■ DATA TO EXAMINE ■
★ ★ ★ ★

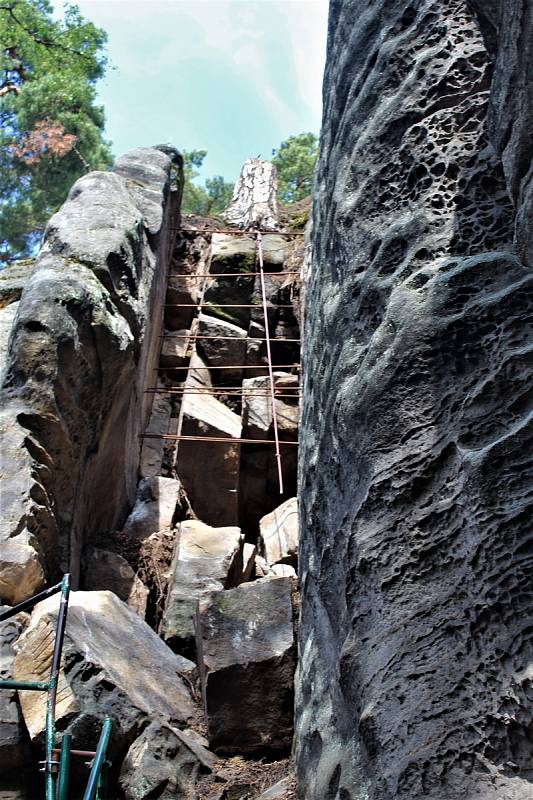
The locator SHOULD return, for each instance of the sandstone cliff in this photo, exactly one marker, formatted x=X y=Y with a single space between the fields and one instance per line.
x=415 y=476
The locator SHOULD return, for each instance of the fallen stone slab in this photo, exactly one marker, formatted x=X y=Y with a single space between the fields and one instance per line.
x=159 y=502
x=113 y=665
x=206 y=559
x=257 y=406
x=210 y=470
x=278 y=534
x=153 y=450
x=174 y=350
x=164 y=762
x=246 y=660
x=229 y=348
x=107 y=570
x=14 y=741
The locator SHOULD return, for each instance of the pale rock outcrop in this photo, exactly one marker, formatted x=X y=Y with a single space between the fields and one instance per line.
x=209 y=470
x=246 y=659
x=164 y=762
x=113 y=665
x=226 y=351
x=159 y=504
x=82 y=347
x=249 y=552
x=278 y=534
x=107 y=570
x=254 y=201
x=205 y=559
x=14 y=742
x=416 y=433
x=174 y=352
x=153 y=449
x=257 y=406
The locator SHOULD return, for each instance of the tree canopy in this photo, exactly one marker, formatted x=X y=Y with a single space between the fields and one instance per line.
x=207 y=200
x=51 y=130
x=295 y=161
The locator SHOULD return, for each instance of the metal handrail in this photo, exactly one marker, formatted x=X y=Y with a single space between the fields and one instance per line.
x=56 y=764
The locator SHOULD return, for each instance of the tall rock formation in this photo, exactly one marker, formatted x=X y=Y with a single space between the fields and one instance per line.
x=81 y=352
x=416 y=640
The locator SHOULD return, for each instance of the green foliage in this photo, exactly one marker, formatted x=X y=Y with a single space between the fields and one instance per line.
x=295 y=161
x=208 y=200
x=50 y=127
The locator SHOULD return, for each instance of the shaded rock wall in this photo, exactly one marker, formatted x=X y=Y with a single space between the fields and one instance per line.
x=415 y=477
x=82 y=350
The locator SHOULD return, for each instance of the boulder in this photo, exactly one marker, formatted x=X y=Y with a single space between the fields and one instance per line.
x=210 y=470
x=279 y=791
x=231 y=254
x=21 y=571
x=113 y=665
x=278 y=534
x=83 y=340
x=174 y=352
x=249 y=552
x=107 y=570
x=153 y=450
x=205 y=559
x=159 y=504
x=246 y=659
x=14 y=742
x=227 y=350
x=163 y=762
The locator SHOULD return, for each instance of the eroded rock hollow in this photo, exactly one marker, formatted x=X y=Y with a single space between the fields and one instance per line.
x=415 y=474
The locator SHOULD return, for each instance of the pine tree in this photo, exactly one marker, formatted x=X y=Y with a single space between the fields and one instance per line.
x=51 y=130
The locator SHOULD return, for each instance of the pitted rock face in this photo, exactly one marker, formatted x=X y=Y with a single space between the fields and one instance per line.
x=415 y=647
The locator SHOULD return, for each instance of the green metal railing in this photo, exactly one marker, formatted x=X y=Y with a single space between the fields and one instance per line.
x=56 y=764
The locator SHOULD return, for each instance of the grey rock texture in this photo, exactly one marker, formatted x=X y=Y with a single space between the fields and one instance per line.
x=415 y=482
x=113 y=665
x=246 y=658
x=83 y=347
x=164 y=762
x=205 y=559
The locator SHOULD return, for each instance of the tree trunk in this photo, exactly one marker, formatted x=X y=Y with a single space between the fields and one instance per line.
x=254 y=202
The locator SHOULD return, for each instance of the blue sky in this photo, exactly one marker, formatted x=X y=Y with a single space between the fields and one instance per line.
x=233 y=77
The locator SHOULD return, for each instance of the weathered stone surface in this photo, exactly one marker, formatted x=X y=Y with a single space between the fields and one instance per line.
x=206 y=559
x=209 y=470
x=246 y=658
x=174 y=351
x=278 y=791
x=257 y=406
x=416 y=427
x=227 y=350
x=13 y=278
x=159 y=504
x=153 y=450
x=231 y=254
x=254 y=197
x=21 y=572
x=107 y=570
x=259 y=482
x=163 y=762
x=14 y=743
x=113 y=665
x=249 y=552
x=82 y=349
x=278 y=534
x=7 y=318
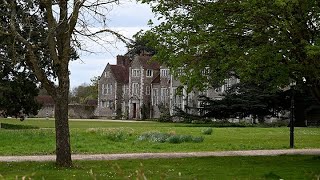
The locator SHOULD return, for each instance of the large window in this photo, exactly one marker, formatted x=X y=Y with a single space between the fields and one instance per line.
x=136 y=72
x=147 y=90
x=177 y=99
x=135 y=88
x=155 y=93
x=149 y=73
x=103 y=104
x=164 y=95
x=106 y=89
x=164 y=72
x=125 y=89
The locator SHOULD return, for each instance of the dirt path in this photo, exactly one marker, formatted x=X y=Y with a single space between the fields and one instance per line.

★ ★ ★ ★

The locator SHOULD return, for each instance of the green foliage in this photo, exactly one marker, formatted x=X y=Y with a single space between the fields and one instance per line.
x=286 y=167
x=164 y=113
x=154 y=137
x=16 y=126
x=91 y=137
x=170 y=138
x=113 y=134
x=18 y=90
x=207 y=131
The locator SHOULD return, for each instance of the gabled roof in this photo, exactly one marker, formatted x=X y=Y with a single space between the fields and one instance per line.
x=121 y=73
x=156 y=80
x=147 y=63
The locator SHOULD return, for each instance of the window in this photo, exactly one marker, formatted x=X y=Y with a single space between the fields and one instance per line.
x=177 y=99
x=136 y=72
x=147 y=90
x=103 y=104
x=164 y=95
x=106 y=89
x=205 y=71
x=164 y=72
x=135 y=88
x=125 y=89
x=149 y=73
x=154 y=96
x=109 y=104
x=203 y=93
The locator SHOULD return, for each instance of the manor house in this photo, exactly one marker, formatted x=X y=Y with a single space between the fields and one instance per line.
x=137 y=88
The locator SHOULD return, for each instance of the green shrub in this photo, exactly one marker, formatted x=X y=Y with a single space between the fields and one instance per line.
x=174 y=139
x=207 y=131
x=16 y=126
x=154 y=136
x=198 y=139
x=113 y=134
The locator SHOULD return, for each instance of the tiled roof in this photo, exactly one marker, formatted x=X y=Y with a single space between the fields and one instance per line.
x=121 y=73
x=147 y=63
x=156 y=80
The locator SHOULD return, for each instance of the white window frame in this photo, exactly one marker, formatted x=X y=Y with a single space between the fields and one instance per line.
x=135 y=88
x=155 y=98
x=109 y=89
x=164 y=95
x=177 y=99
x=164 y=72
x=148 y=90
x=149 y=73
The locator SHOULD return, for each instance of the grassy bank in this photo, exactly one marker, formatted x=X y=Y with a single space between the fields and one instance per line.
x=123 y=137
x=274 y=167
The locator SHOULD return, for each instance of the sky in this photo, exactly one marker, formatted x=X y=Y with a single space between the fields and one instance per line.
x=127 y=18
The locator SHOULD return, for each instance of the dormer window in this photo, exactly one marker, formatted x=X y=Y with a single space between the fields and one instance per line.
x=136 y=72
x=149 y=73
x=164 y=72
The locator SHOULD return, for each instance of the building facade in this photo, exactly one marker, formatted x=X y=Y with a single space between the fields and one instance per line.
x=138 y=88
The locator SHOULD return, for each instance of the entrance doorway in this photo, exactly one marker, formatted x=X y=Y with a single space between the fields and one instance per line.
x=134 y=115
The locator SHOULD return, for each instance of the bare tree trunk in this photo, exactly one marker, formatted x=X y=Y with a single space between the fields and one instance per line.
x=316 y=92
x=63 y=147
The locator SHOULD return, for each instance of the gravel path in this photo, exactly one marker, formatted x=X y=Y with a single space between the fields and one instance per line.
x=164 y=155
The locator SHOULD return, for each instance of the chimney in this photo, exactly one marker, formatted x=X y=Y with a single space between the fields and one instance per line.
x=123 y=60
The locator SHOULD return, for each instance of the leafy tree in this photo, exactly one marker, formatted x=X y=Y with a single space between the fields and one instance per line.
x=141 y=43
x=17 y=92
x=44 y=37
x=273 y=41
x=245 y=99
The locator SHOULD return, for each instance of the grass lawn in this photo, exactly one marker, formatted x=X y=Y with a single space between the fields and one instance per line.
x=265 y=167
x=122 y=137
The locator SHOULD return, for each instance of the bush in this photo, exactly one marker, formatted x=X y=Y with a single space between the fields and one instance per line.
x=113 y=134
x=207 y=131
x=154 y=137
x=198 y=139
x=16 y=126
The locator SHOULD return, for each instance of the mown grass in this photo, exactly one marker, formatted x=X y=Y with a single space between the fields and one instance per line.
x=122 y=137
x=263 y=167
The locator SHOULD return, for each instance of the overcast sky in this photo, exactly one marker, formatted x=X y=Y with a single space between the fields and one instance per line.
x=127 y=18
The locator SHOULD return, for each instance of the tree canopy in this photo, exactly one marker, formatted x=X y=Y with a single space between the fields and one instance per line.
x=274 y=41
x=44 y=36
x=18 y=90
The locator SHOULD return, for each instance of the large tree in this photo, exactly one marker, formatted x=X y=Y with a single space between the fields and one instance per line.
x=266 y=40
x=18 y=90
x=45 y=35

★ ★ ★ ★

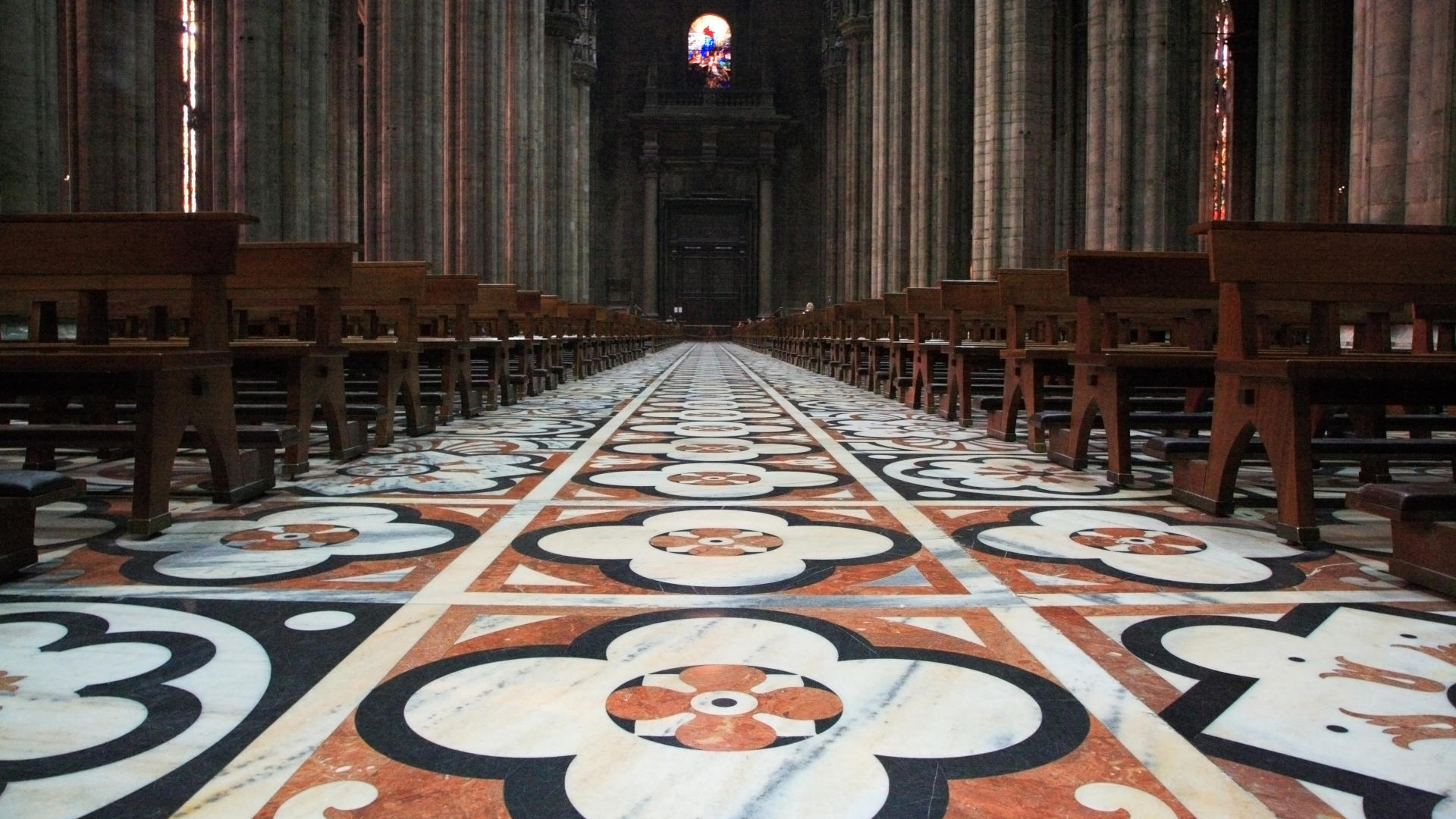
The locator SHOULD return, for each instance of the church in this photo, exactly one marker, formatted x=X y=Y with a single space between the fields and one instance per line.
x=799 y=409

★ ★ ★ ★

■ DIRECTIONS FOR THIS TASK ■
Your answer must be the exact lines from the records above, from the one containing "The locator SHOULD return, for each instance of the grey" through the one containing "The locator SHOULD return, for each instance of the dirt", both included, with every picture left out.

■ ANSWER SPACE ■
The locator SHOULD return, for each instance of the grey rock texture in this photo, exactly one marker, formatted x=X y=Y with a single space between the fields and one instance per line.
x=415 y=482
x=113 y=665
x=246 y=658
x=83 y=347
x=164 y=762
x=205 y=559
The locator SHOULD return, for each instance of the tree trunk in this photo, exactly one marker, formatted x=X y=Y with a single space between the fields and one instance per line.
x=254 y=202
The locator SHOULD return, for each instance of the blue sky in this photo, exactly one marker, formatted x=X y=Y with a single space between the fields and one instance per line.
x=233 y=77
The locator SHOULD return, for each instance of the weathered stone surface in this photo, exactly one marker, formatted x=X y=Y with a single space between the fields and one instance per line.
x=206 y=559
x=209 y=470
x=246 y=658
x=174 y=351
x=278 y=791
x=257 y=406
x=416 y=427
x=227 y=350
x=13 y=278
x=159 y=504
x=153 y=450
x=231 y=254
x=254 y=197
x=21 y=572
x=107 y=570
x=259 y=482
x=163 y=762
x=14 y=743
x=113 y=665
x=249 y=552
x=82 y=349
x=278 y=534
x=7 y=318
The locator SHOULD return, for each instance of the large window in this photo, exactly one marker, formatted x=X y=Y with a single space between the fields and one instance per line.
x=136 y=72
x=147 y=90
x=177 y=99
x=135 y=88
x=155 y=93
x=149 y=73
x=103 y=104
x=164 y=95
x=106 y=89
x=164 y=72
x=125 y=89
The locator SHOULD return, for each instance of the dirt path in this photo, exactly one marker, formatted x=X y=Y with a single space between the fields and one instance per line.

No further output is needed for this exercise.